**Source text:**

▼

Interface to ‘Metaflow’ https://metaflow.org/, a framework for constructing and managing data science workflows. ‘Metaflow’ implements a unified API for the entire data science project lifecycle, from initial prototyping all the way to production deployment. Key features encompass version control, scalability, and seamless integration with popular cloud orchestration tools. This R package enables data scientists to harness ‘Metaflow’s’ capabilities within their preferred R environment, facilitating efficient development and deployment of data science projects.
Installation
You can install the development version of metaflow from GitHub with:
devtools::install_github("bcgalvin/metaflow-r")Implemented Features
The metaflow package offers functionality for managing Metaflow named profiles and provides integration with the Metaflow S3 client. Here’s an overview of the main features:
Profile Management
The package provides functions to manage Metaflow profiles, allowing you to handle different configurations for your workflows. It respects METAFLOW_HOME and METAFLOW_PROFILE environment variables.
# List all profiles in Metaflow home directory
list_profiles()
# Get Active Metaflow Profile
get_active_profile()
# Update the Metaflow profile by name or path
update_profile(name = "my_profile")
# or
update_profile(path = "/path/to/profile.json")S3 Client
The metaflow S3 client is now fully implemented with R6 classes but there will be a more R-friendly interface for this soon. Check out the vignettes for the R equivalents to the metaflow s3 client python docs.
library(metaflow)

▲

**Description of the task:**
Reproduce the Metaflow R package page above in full, word for word.

**Provided records:**
▼

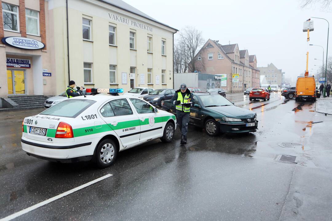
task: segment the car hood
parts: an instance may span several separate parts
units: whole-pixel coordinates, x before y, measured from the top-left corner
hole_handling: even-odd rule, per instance
[[[235,105],[210,107],[205,108],[224,115],[226,117],[235,118],[252,118],[255,117],[256,114],[256,113],[252,111]]]
[[[148,98],[155,98],[156,97],[163,97],[163,95],[160,95],[159,94],[148,94],[144,97],[144,99]]]
[[[48,101],[62,101],[66,99],[68,99],[66,97],[63,97],[62,96],[56,96],[54,97],[50,97],[47,98],[46,100]]]

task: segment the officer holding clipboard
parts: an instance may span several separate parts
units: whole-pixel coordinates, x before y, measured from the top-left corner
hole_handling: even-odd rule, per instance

▲

**The response:**
Interface to ‘Metaflow’ https://metaflow.org/, a framework for constructing and managing data science workflows. ‘Metaflow’ implements a unified API for the entire data science project lifecycle, from initial prototyping all the way to production deployment. Key features encompass version control, scalability, and seamless integration with popular cloud orchestration tools. This R package enables data scientists to harness ‘Metaflow’s’ capabilities within their preferred R environment, facilitating efficient development and deployment of data science projects.
Installation
You can install the development version of metaflow from GitHub with:
devtools::install_github("bcgalvin/metaflow-r")Implemented Features
The metaflow package offers functionality for managing Metaflow named profiles and provides integration with the Metaflow S3 client. Here’s an overview of the main features:
Profile Management
The package provides functions to manage Metaflow profiles, allowing you to handle different configurations for your workflows. It respects METAFLOW_HOME and METAFLOW_PROFILE environment variables.
# List all profiles in Metaflow home directory
list_profiles()
# Get Active Metaflow Profile
get_active_profile()
# Update the Metaflow profile by name or path
update_profile(name = "my_profile")
# or
update_profile(path = "/path/to/profile.json")S3 Client
The metaflow S3 client is now fully implemented with R6 classes but there will be a more R-friendly interface for this soon. Check out the vignettes for the R equivalents to the metaflow s3 client python docs.
library(metaflow)